Pull out every line of the data below that contains the word "teal", and list those lines in their original order.

## Supplied entries:
——

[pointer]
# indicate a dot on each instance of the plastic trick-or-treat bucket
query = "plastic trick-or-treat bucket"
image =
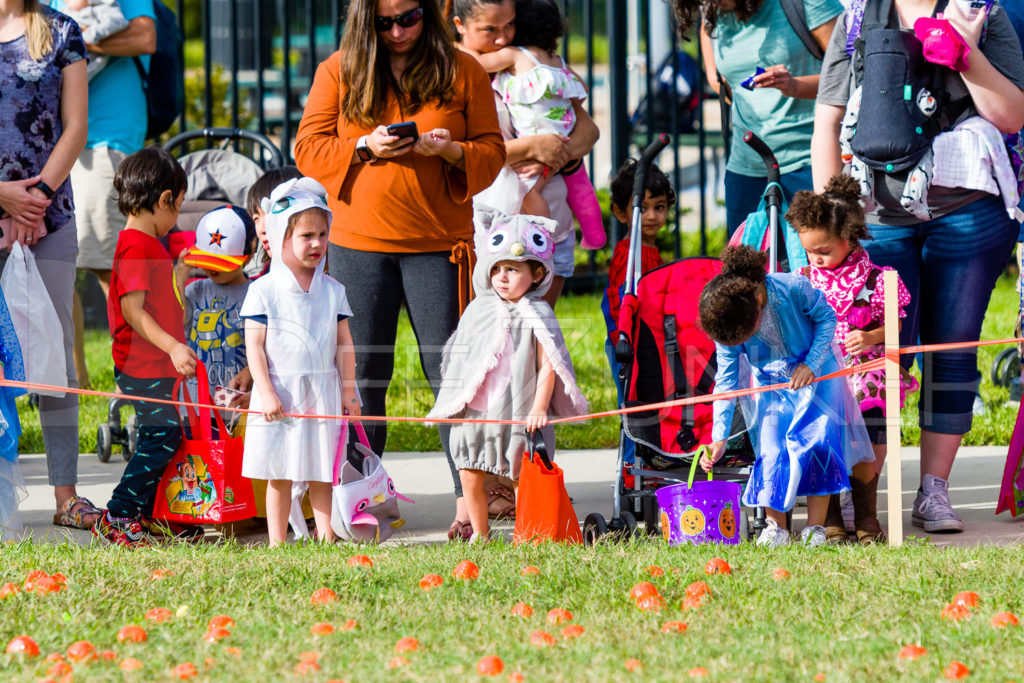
(699, 511)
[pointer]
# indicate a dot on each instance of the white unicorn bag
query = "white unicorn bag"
(365, 505)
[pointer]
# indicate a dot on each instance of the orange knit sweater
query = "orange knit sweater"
(410, 203)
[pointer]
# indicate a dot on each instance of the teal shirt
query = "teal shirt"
(117, 104)
(783, 123)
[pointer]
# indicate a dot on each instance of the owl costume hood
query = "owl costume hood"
(288, 199)
(480, 344)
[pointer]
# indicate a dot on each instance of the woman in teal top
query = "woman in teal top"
(738, 36)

——

## Written solution:
# indicate a dot on each instance of the teal shirt
query = "teal shirt"
# indicate a dot on each instance of the woman in teal top
query = "woman in teal top"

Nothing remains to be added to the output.